INSTRUCTIONS FOR THE TASK:
Continue the Arkansas appeals court opinion in Scott Howe v. State of Arkansas, picking up after its final sentence.

ARKANSAS COURT OF APPEALS
NOT DESIGNATED FOR PUBLICATION
ANDREE LAYTON ROAF, JUDGE
DIVISION I
SCOTT HOWE
APPELLANT
v.
STATE OF ARKANSAS
APPELLEE
CACR 01-1350
NOVEMBER 28, 2001
APPEAL FROM CLAY COUNTY CIRCUIT COURT
[NO. CR2000-08]
HONORABLE JOHN FOGELMAN, CIRCUIT JUDGE
AFFIRMED
Scott Howe was convicted by a jury of possession of methamphetamine with intent to deliver, criminal attempt to manufacture methamphetamine, possession of drug paraphernalia with intent to manufacture methamphetamine, and possession of drug paraphernalia with intent to use. Howe was sentenced to forty-five years in the Arkansas Department of Correction and assessed a $25,000 fine. On appeal, Howe argues that the trial court erred in 1) denying his motion to suppress evidence seized during an impermissible and unconstitutional roadside search following an arrest for disorderly conduct in the absence of probable cause; 2) denying his motion to suppress evidence seized in a warrantless search at his farm site; 3) allowing a police officer to testify that a vacuum cleaner bag found contained methamphetamine residue when the bag had not been submitted for drug analysis; and 4) allowing hearsay testimony regarding the street value of methamphetamine to establish the requisite proof of possession of a controlled substance with intent to deliver. We affirm.
During the evening of October 12, 2000, Howe was operating a motorcycle on a county roadin Clay County. Deputy Jeff Midget testified that Howe was weaving and driving erratically and that he had no tags on the motorcycle. When Midgett turned on his blue lights, Howe turned onto a private field road and stopped. Midgett testified that he saw Howe throw a large blue item after he stopped the motorcycle. As Midgett approached the motorcycle, Howe turned around and zipped up his coat to the neck. Midgett testified that this was a "red flag" to him that Howe might be trying to hide something. Midgett asked Howe for his driver's license and asked what Howe had thrown into the field. Howe did not comply with the request for his driver's license and told Midgett that he did not know what he threw, and that he had picked the object up from the road. Midgett retrieved the object and found that it was a blue sack containing a plastic jug with the top cut out. Midgett testified that he had seen these types of jugs used in methamphetamine labs.
Midgett again asked Howe for his driver's license and Howe told him he did not have one for the motorcycle. Howe gave his name, stated that he owned the grain bins down the field road, and that he had seen some headlights down there and was going to check for intruders. When Midgett asked Howe for some type of identification, Howe attempted to look through his wallet while holding the motorcycle upright, because the motorcycle was not on level ground. Midgett testified that Howe seemed to be guarding or hiding something on the left side on his body. After three requests for Howe to move the motorcycle to level ground, Howe finally complied. Because of his concern that Howe might have a weapon, Midgett asked him to step off the motorcycle so that he could do a pat down search for weapons before he ran a check on him. Midgett testified that when he brought his hand to Howe's left pants pocket, he felt something like a plastic baggy with a substance in it, and Howe jerked away, pointed his finger at him, and said, "I've done f------ told you I don't have anything on me." Midgett then warned Howe that if he jerked away and cursed at him again, he would place him under arrest for disorderly conduct. Midgett had Howe put botharms out to the side, but when he attempted to pat down the area where he had felt the baggy, Howe again jerked away, pointed his finger closer to Midgett's face and said, in a raised voice, "I've done f------ told you who I am, I don't f------ have anything on me." Midgett then placed Howe under arrest for disorderly conduct.

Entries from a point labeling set
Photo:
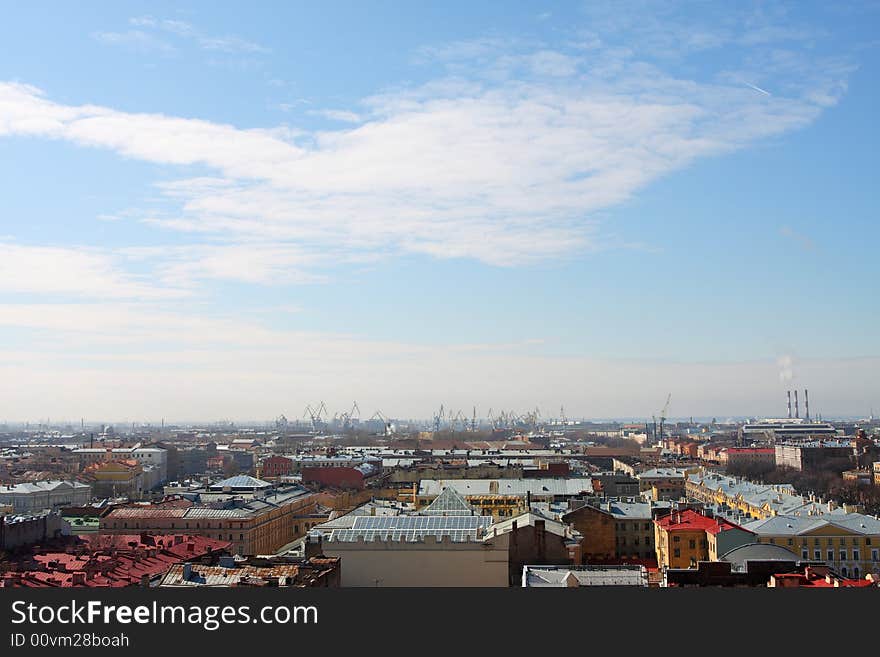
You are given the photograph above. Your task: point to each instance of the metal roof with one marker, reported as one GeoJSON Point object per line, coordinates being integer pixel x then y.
{"type": "Point", "coordinates": [518, 487]}
{"type": "Point", "coordinates": [413, 528]}
{"type": "Point", "coordinates": [449, 503]}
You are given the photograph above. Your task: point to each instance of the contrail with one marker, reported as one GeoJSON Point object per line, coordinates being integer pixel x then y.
{"type": "Point", "coordinates": [763, 91]}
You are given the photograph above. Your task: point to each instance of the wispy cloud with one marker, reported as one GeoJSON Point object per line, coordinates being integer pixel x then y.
{"type": "Point", "coordinates": [71, 271]}
{"type": "Point", "coordinates": [509, 157]}
{"type": "Point", "coordinates": [801, 240]}
{"type": "Point", "coordinates": [152, 34]}
{"type": "Point", "coordinates": [137, 40]}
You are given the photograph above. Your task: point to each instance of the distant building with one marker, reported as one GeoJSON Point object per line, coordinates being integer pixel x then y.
{"type": "Point", "coordinates": [785, 429]}
{"type": "Point", "coordinates": [814, 455]}
{"type": "Point", "coordinates": [33, 497]}
{"type": "Point", "coordinates": [146, 456]}
{"type": "Point", "coordinates": [18, 531]}
{"type": "Point", "coordinates": [751, 459]}
{"type": "Point", "coordinates": [504, 497]}
{"type": "Point", "coordinates": [259, 522]}
{"type": "Point", "coordinates": [275, 466]}
{"type": "Point", "coordinates": [614, 530]}
{"type": "Point", "coordinates": [847, 542]}
{"type": "Point", "coordinates": [684, 538]}
{"type": "Point", "coordinates": [538, 576]}
{"type": "Point", "coordinates": [276, 572]}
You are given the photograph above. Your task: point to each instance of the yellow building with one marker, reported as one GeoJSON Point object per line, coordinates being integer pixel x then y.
{"type": "Point", "coordinates": [847, 542]}
{"type": "Point", "coordinates": [117, 478]}
{"type": "Point", "coordinates": [503, 498]}
{"type": "Point", "coordinates": [684, 538]}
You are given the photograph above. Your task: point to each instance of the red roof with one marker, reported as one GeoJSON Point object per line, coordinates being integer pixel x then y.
{"type": "Point", "coordinates": [114, 561]}
{"type": "Point", "coordinates": [690, 520]}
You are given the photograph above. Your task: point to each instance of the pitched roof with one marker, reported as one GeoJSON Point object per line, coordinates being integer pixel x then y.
{"type": "Point", "coordinates": [449, 503]}
{"type": "Point", "coordinates": [691, 520]}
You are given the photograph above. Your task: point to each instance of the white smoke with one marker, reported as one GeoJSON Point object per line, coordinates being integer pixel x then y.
{"type": "Point", "coordinates": [786, 368]}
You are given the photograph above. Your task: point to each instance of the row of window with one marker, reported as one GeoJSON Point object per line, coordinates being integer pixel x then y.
{"type": "Point", "coordinates": [829, 541]}
{"type": "Point", "coordinates": [842, 554]}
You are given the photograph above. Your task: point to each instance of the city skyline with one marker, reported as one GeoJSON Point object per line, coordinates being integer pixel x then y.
{"type": "Point", "coordinates": [212, 213]}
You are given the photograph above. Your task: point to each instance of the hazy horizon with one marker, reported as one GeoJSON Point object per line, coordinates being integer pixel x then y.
{"type": "Point", "coordinates": [216, 210]}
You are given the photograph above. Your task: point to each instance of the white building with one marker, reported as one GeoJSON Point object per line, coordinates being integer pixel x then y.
{"type": "Point", "coordinates": [34, 497]}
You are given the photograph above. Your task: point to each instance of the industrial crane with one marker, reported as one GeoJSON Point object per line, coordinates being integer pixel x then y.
{"type": "Point", "coordinates": [663, 414]}
{"type": "Point", "coordinates": [315, 415]}
{"type": "Point", "coordinates": [386, 423]}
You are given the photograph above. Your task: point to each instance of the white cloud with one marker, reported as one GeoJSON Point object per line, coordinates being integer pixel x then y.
{"type": "Point", "coordinates": [70, 271]}
{"type": "Point", "coordinates": [136, 40]}
{"type": "Point", "coordinates": [186, 31]}
{"type": "Point", "coordinates": [213, 367]}
{"type": "Point", "coordinates": [500, 172]}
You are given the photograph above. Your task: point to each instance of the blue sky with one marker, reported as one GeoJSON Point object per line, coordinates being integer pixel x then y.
{"type": "Point", "coordinates": [210, 211]}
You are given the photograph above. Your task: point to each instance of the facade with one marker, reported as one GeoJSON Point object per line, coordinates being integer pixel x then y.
{"type": "Point", "coordinates": [425, 560]}
{"type": "Point", "coordinates": [37, 496]}
{"type": "Point", "coordinates": [116, 478]}
{"type": "Point", "coordinates": [275, 466]}
{"type": "Point", "coordinates": [18, 531]}
{"type": "Point", "coordinates": [146, 456]}
{"type": "Point", "coordinates": [538, 576]}
{"type": "Point", "coordinates": [502, 498]}
{"type": "Point", "coordinates": [752, 459]}
{"type": "Point", "coordinates": [786, 429]}
{"type": "Point", "coordinates": [814, 455]}
{"type": "Point", "coordinates": [741, 497]}
{"type": "Point", "coordinates": [685, 538]}
{"type": "Point", "coordinates": [664, 483]}
{"type": "Point", "coordinates": [538, 540]}
{"type": "Point", "coordinates": [849, 543]}
{"type": "Point", "coordinates": [259, 525]}
{"type": "Point", "coordinates": [314, 572]}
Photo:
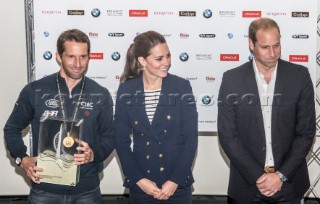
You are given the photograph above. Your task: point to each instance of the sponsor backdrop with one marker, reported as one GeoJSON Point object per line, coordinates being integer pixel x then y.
{"type": "Point", "coordinates": [205, 37]}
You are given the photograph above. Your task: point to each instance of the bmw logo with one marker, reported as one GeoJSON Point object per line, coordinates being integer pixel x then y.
{"type": "Point", "coordinates": [47, 55]}
{"type": "Point", "coordinates": [115, 56]}
{"type": "Point", "coordinates": [230, 35]}
{"type": "Point", "coordinates": [206, 100]}
{"type": "Point", "coordinates": [207, 13]}
{"type": "Point", "coordinates": [250, 57]}
{"type": "Point", "coordinates": [46, 34]}
{"type": "Point", "coordinates": [184, 56]}
{"type": "Point", "coordinates": [95, 12]}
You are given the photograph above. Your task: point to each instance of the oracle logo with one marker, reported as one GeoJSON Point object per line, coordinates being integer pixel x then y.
{"type": "Point", "coordinates": [210, 79]}
{"type": "Point", "coordinates": [184, 35]}
{"type": "Point", "coordinates": [76, 12]}
{"type": "Point", "coordinates": [251, 14]}
{"type": "Point", "coordinates": [187, 13]}
{"type": "Point", "coordinates": [93, 35]}
{"type": "Point", "coordinates": [298, 14]}
{"type": "Point", "coordinates": [138, 13]}
{"type": "Point", "coordinates": [298, 58]}
{"type": "Point", "coordinates": [229, 57]}
{"type": "Point", "coordinates": [96, 55]}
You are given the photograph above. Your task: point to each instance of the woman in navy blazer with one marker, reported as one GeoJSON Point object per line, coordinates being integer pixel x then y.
{"type": "Point", "coordinates": [156, 125]}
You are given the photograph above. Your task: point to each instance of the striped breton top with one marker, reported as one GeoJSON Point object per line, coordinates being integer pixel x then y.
{"type": "Point", "coordinates": [151, 101]}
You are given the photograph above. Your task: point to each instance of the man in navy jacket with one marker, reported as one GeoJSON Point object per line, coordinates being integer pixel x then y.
{"type": "Point", "coordinates": [266, 122]}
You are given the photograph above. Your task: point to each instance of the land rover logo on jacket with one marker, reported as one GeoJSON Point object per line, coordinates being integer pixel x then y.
{"type": "Point", "coordinates": [52, 103]}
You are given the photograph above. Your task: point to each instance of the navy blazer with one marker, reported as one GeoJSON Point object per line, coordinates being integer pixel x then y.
{"type": "Point", "coordinates": [241, 130]}
{"type": "Point", "coordinates": [165, 149]}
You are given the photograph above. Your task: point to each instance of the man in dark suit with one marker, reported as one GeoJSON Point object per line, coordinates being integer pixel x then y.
{"type": "Point", "coordinates": [266, 122]}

EXERCISE RESULT:
Midgett did a full search of Howe before placing him in his vehicle to take him to the sheriff's office, and he found two vacuum cleaner bags, several shop towels, a Ziploc bag containing a white substance that was later determined to be methamphetamine, a syringe with methamphetamine residue, a wooden container with marijuana, several pieces of foil containing methamphetamine and residue, and plastic tubes with methamphetamine residue. Midgett testified that it was his routine practice to do a full search incident to arrest before placing a suspect in his vehicle, for his safety and for the arrestee's protection. An inventory search of Howe was also done at the sheriff's department.
Before Midgett left the scene, he contacted Deputy Sean Riegle and asked him to check out Howe's claim that he had seen someone by his grain bins, which were located in the middle of a field with no fences surrounding them. Around the grain bins in plain view, Riegle found a bucket filled with a substance that was later found to be a lithium salt mixture, a byproduct of methamphetamine production, lithium strips, vacuum cleaner bags with what appeared to be methamphetamine residue, and a can of charcoal starter fluid. Other items of drug paraphernalia were found inside an unlocked grain bin.
Howe filed a motion to suppress the evidence found on his person during the search incident to arrest and the evidence found in and around the grain bins. The trial court granted the motion with respect to the items found inside the grain bin, but denied the motion as to the other items, and Howe was convicted of all counts at the subsequent jury trial. This appeal ensued.
Howe first argues that the trial court erred in denying his motion to suppress evidence seized during an impermissible and unconstitutional roadside search. In reviewing a trial court's ruling on a motion to suppress, the appellate court reviews evidence in the light most favorable to the State, makes an independent determination based upon the totality of the circumstances, and reverses only if the ruling is against the preponderance of the evidence. Shaver v. State, 332 Ark. 13, 963 S.W.2d 598 (1998). The appellate court defers to the superior position of the trial court in evaluating questions of credibility of witnesses. Id.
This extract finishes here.